What the task requires:
Gather every line below that contains the word "ocean" and copy each one in full.

Stored records:
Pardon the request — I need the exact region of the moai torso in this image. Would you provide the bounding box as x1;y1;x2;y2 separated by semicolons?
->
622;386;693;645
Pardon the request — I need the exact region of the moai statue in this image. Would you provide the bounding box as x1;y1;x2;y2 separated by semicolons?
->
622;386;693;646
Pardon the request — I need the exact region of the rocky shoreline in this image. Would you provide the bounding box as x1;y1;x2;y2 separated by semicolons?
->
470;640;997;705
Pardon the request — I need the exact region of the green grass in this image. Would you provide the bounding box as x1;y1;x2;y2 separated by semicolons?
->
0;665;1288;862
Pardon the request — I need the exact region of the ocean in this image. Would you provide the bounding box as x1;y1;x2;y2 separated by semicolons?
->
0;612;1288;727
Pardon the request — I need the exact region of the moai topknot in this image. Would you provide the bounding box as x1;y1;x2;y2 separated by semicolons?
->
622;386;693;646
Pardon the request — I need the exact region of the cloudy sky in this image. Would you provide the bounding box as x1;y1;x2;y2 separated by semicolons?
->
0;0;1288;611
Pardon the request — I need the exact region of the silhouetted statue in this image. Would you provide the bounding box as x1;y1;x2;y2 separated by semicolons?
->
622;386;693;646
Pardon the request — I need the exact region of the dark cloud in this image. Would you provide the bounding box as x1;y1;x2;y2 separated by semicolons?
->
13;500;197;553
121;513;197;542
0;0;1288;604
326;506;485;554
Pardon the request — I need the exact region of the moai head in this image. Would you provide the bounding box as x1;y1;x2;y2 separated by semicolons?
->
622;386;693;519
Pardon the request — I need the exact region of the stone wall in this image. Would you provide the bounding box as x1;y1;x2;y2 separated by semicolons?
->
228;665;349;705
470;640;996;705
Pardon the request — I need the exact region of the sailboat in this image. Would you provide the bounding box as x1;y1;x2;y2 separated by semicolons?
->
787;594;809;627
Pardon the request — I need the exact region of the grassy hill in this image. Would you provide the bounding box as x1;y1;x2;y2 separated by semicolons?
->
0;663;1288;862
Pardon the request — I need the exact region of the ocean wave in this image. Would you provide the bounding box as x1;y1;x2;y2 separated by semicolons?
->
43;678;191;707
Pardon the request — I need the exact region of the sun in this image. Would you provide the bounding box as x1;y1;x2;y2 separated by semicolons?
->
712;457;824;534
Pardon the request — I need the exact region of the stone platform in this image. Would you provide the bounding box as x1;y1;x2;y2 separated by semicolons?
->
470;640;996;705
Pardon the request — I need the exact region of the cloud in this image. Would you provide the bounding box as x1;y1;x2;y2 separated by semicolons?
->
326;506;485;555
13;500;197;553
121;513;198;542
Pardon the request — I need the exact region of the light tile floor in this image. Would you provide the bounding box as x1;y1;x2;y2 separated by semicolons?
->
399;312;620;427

Correct answer:
Pardon the request — I need the exact region of the ocean in this image. Would you provide the bounding box as x1;y1;x2;y2 separated by semicolons?
Pardon the request — I need the exact region of the ocean wave in this image. Would you provide the bounding box as x1;y1;x2;y2 separated by semicolons?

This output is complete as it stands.